## Задания
#1 Воспроизведите без изменений отрывок фрагмента текста от «По данным телеметрии, сообщил» до «в 2001 году.».
#2 Перечислите все организации, представители которых, согласно фрагменту текста, вошли в объединенную комиссию.

## Фрагмент текста
----

Сейчас эти приборы представляют собой обтекаемые куполообразные модули диаметром чуть меньше 30 см и весом около 1 кг, которые крепятся в кабине и крыльях. Как только температура по соседству с прибором превышает критическую, срабатывает механизм отстрела «ящика». Далее, во время падения на Землю, прибор передает в эфир всю накопленную информацию, устраняя таким образом даже необходимость отыскивать его в неизвестной местности.

Спасательные «шлюпки» для МКС

…Ранним утром 12 июля 2002 года из акватории Баренцева моря с борта атомной подводной лодки «Рязань», находившейся в подводном положении, был произведен запуск ракеты-носителя «Волна», созданной на базе баллистической ракеты РСМ-50. Ракета должна была вывести на траекторию полета космический аппарат «Демонстратор-2», разработанный специалистами Научно-исследовательского центра имени Г. Н. Бабакина.
По данным телеметрии, сообщил в тот же день помощник Главкома ВМФ РФ, руководитель пресс-центра Военно-морских сил Игорь Дыгало, полет прошел нормально. Но чуть позже выяснилось, что это не совсем так…
По расчетам, аппарат должен был приземлиться на полигоне Кура на Камчатке, но в заданный район так и не вышел. Почти три недели объединенная комиссия, в которую вошли представители НИЦ имени Бабакина, Российского авиационно-космического агентства, НПО имени Лавочкина. Государственного ракетного центра «Конструкторское бюро имени академика В. П. Макеева», изучала данные телеметрии, а поисковые вертолеты прочесывали район предполагаемого падения аппарата. Тщетно… «Демонстратор-2» исчез так же, как и его предшественник «Демонстратор-1» в 2001 году.
Так закончился июльский этап испытаний новейшей технологии возвращения из космоса с помощью надувных тормозных устройств — IRDI (Inflatable Reentry and Descent Technology). В чем тут дело? Почему так получается? Что это за система такая?.. Давайте попробуем разобраться.

----

## Исходные данные
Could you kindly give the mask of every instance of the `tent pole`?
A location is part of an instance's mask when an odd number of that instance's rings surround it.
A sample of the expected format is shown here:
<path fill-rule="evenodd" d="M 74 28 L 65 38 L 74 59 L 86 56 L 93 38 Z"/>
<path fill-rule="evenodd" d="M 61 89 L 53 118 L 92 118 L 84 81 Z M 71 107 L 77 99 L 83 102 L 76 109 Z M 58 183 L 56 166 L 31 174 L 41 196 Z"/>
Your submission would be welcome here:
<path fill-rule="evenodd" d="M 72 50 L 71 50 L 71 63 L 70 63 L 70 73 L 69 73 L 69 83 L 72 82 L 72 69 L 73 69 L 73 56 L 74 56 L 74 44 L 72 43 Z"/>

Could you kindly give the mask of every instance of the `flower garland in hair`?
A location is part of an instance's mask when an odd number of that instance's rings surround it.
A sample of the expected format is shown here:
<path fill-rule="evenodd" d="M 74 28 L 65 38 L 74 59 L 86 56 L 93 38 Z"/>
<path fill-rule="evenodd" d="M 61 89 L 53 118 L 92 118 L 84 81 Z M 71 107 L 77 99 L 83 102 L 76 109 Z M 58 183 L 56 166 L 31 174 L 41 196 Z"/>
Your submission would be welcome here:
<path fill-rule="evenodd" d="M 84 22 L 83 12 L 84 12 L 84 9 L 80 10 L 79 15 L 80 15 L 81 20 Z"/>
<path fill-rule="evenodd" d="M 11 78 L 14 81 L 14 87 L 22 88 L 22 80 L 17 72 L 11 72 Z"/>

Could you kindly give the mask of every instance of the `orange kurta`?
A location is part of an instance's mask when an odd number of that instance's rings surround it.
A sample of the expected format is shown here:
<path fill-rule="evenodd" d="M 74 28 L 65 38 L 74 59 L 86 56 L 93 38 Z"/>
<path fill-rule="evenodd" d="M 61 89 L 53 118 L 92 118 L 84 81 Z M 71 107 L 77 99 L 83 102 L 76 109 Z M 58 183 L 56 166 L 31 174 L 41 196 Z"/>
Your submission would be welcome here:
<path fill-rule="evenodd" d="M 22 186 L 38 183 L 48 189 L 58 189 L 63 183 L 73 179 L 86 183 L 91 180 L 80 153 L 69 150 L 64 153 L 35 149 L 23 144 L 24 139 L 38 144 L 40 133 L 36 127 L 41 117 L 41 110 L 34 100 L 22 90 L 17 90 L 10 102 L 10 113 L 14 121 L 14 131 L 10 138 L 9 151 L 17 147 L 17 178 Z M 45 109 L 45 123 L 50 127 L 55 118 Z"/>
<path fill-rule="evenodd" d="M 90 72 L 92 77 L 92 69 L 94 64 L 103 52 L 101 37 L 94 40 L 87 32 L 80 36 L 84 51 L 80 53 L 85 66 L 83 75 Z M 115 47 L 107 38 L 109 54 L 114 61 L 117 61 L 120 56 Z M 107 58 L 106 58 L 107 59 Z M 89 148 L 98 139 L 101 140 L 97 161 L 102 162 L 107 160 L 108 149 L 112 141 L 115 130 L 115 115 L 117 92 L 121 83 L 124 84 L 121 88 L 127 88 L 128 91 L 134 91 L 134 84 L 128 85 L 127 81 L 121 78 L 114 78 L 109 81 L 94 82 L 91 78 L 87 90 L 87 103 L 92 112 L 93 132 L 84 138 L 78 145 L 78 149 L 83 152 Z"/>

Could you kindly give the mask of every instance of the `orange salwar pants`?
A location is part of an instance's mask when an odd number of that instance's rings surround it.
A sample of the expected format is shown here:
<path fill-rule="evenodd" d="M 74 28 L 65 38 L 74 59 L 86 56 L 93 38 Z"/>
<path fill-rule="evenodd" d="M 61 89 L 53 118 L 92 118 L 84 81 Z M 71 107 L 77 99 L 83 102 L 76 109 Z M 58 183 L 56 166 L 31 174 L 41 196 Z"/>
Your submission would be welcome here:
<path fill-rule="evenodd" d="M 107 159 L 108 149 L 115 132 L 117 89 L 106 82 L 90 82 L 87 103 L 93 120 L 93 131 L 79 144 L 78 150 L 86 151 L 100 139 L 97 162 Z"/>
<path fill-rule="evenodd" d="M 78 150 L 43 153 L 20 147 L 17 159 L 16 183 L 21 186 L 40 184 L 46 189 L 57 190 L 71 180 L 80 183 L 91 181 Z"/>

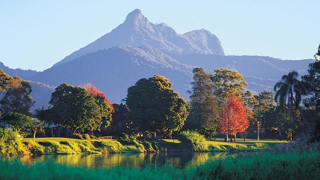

----

## Ответы по заданиям
#1
По данным телеметрии, сообщил в тот же день помощник Главкома ВМФ РФ, руководитель пресс-центра Военно-морских сил Игорь Дыгало, полет прошел нормально. Но чуть позже выяснилось, что это не совсем так…
По расчетам, аппарат должен был приземлиться на полигоне Кура на Камчатке, но в заданный район так и не вышел. Почти три недели объединенная комиссия, в которую вошли представители НИЦ имени Бабакина, Российского авиационно-космического агентства, НПО имени Лавочкина. Государственного ракетного центра «Конструкторское бюро имени академика В. П. Макеева», изучала данные телеметрии, а поисковые вертолеты прочесывали район предполагаемого падения аппарата. Тщетно… «Демонстратор-2» исчез так же, как и его предшественник «Демонстратор-1» в 2001 году.

#2
- НИЦ имени Бабакина
- Российское авиационно-космическое агентство
- НПО имени Лавочкина
- Государственный ракетный центр «Конструкторское бюро имени академика В. П. Макеева»